======== PAGE ========
Question

Convert polar to rectangular coordinate
r= 2/(1-cos theta)

Answer 1

\[r^2=(\frac{ 2 }{ 1-\cos \theta })r\]

Answer 2

\[r^2=(\frac{ 4r }{1r-rcos \theta) }\]

Answer 3

@freckles :)

Answer 4

@jim_thompson5910 sorry..me again :P

Answer 5

Eyyy

Answer 6

I'm not quite sure what you did with the r there. hmmm

Answer 7

We starting with this?\[\Large\rm r=\frac{2}{1-\cos \theta}\]

Answer 8

Yeah, and then I multiplied both sides by r to get r^2
but I think I distributed it wrong on the right side xP

Answer 9

Yah darn ;c

I guess I would recommend a different first step.
Multiply both sides by (1-cos theta)

Answer 10

(oops idk where that four came from either..hah)
ok

r(1-cos theta) = 2

Answer 11

distribute the r :)

Answer 12

r-rcos(theta)=2

Answer 13

Mmm k, what can we do with the rcos(theta)?

Answer 14

r-x=2

Answer 15

Ooo! ok that works out nicely.
Let's add the x to the other side.
r=x+2

Answer 16

how bout that lonely r?
Any ideas? :)

Answer 17

square it! ..? :P

Answer 18

So you want to square it because you're probably used to using this identity,\[\Large\rm r^2=x^2+y^2\]But we actually do have a way of dealing with an r,
if we square root this equation we get,\[\Large\rm r=\sqrt{x^2+y^2}\]Ya?
========
* **GIVEN REQUEST 1**
Reproduce the part of the coordinate thread that begins with the words containing "Yah darn ;c" and ends with "came from either..hah)".
* **GIVEN REQUEST 2**
Answer these questions from the coordinate thread.
(a) What polar equation is to be converted to rectangular form?
(b) What different first step is recommended after the first attempt goes wrong?
(c) What equation is written after the x is added to the other side?
======== DATA SECTION ========
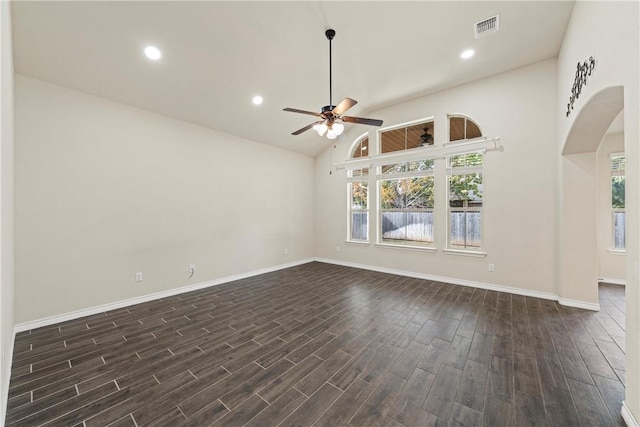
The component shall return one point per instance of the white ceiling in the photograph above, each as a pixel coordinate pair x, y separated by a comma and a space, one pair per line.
218, 55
========
* **OUTPUT 1**
Yah darn ;c

I guess I would recommend a different first step.
Multiply both sides by (1-cos theta)

Answer 10

(oops idk where that four came from either..hah)

* **OUTPUT 2**
(a) r = 2/(1 - cos theta)
(b) Multiply both sides by (1 - cos theta).
(c) r = x + 2